SOURCE »
Introducing the CNTR AISLE Portal: Making Sense of AI Policy
Introduction
Today we are launching the CNTR AISLE Portal, a new way for the public to make sense of the complicated landscape of AI-related legislation across the United States. Over the last three years, over 1000 AI-related bills have been introduced in the U.S. With AISLE, we will help the public, journalists, researchers, and policymakers identify key policy trends and assess the maturity of these proposals. The public-facing portion of our Portal features two new products that help address this goal: the Bill Library and Bill Profiles. Our Bill Library aggregates the AI-related bills that have been proposed in a way that is easy to navigate for those interested in finding them. The Bill Profiles act as a quick reference to summarize the key aspects of the bill and are powered by questionnaire responses from policy analysts. For our initial launch, the Bill Library contains over 5,000 bills, approximately 100 of which have been evaluated. All evaluated bills have Bill Profiles associated with them.
The Challenge
Before we dive deeper into the products launching today, we’d like to share our motivation and vision for this project, including how it evolved over time, and how we decided we needed to create the tools that we are showcasing today.
We started the CNTR AISLE project in 2023 as we saw many pieces of AI legislation being introduced in state houses across the country. States had started to take action on topics ranging from facial recognition, to data privacy, to AI accountability, and so much more. Some of these bills were substantial and targeted. Some bills didn’t have much in them beyond the word “AI” in the title.

RECORDED DATA »

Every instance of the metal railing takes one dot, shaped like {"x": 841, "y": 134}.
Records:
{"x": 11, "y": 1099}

---

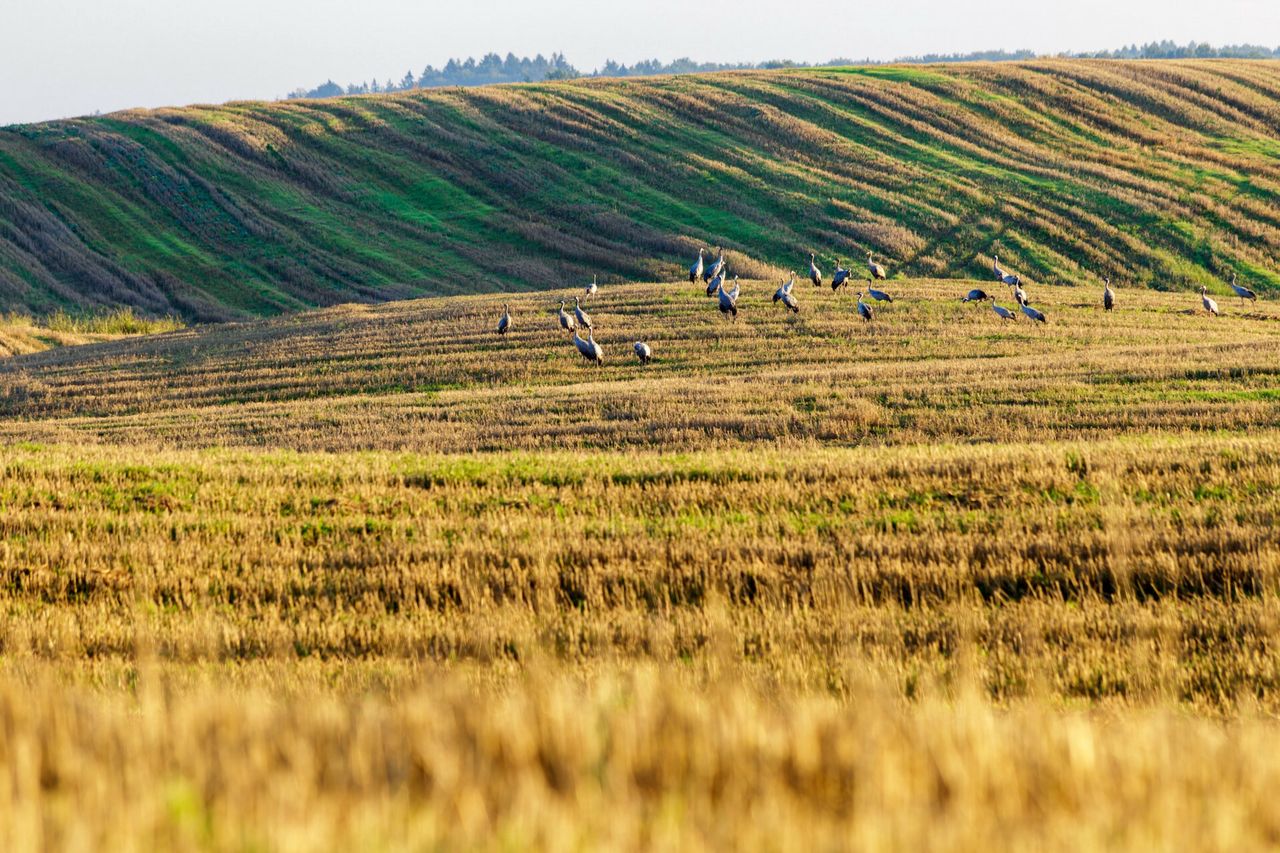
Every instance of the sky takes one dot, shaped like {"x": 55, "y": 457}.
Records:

...

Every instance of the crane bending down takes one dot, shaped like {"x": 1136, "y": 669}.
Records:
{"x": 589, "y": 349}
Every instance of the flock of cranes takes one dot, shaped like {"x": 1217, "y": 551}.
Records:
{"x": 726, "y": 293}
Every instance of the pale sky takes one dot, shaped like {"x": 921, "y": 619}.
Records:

SHORT PROBLEM 1 » In the AISLE Portal announcement, how many bills does the Bill Library hold at its initial launch?
SHORT PROBLEM 2 » Locate each line of the listing that contains the word "Every", matching case exactly, and copy those lines out.

EXERCISE RESULT 1 » Over 5,000 bills.

EXERCISE RESULT 2 »
Every instance of the metal railing takes one dot, shaped like {"x": 841, "y": 134}.
Every instance of the sky takes one dot, shaped like {"x": 55, "y": 457}.
Every instance of the crane bending down takes one dot, shaped like {"x": 1136, "y": 669}.
Every instance of the flock of cranes takes one dot, shaped like {"x": 1217, "y": 551}.
Every instance of the pale sky takes one dot, shaped like {"x": 921, "y": 619}.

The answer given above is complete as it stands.